RESULTADOS: Considerando-se juntamente todas as ressecções pancreáticas esquerdas realizadas, a ocorrência de complicações globais, de complicações relevantes e graves foi 55%, 42% e 20%, respectivamente. Os fatores que se mostraram preditivos à ocorrência de morbidade pós-operatória após pancreatectomia distal com preservação do baço foram a técnica de secção do parênquima pancreático, idade, índice de massa corporal e a realização de operação abdominal concomitante.

CONCLUSÃO: A morbidade associada às ressecções pancreáticas, à esquerda dos vasos mesentéricos superiores, foi importante. De acordo com a estratificação adotada baseada na gravidade das complicações, alguns fatores preditivos foram identificados. Estudos futuros com coortes maiores de pacientes são necessários para confirmar tais resultados.

Descritores: Procedimentos cirúrgicos operatórios. Pancreatectomia. Complicações pós-operatórias. Morbidade. Fístula pancreática.

INTRODUÇÃO

Ressecções pancreáticas esquerdas (Rpe) são procedimentos cirúrgicos associados à importante morbidade pós-operatória, variando de 4% a 60% nas séries relatadas1-12. Diferentes definições de morbidade têm sido adotadas nestas séries, dificultando a interpretação de seus resultados13-19. Visando solucionar este problema, realizou-se uma reunião de consenso do International Study Group on Pancreatic Fistula (ISGPF) com o objetivo de se estabelecer uma definição para uma das principais complicações pós-pancreatectomias, a fístula pancreática (Fp)15.

A técnica de secção do parênquima pancreático, durante ressecções pancreáticas, tem sido citada por diversos autores como um dos fatores preditivos em potencial da fístula pancreática 4,8,10,12,20-22. Várias técnicas vem sendo utilizadas, refletindo o desconhecimento quanto à superioridade de determinada técnica sobre outra. Este fato ocorre principalmente devido às limitações metodológicas dos estudos (viés de seleção e definições de morbidade) ou à ausência de diferenças significativas entre os resultados7,11,22.

Entradas de dados armazenados

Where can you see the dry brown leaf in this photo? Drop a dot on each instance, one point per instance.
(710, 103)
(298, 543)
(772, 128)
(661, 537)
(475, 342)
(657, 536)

**TAREFA**
Responda com base no trecho sobre ressecções pancreáticas esquerdas, acima:
1. Qual foi a ocorrência de complicações graves considerando todas as ressecções realizadas?
2. Entre quais percentuais varia a morbidade pós-operatória nas séries relatadas?
3. Qual complicação o International Study Group on Pancreatic Fistula se reuniu para definir?

**RESPOSTA**
1. 20%.
2. De 4% a 60%.
3. A fístula pancreática.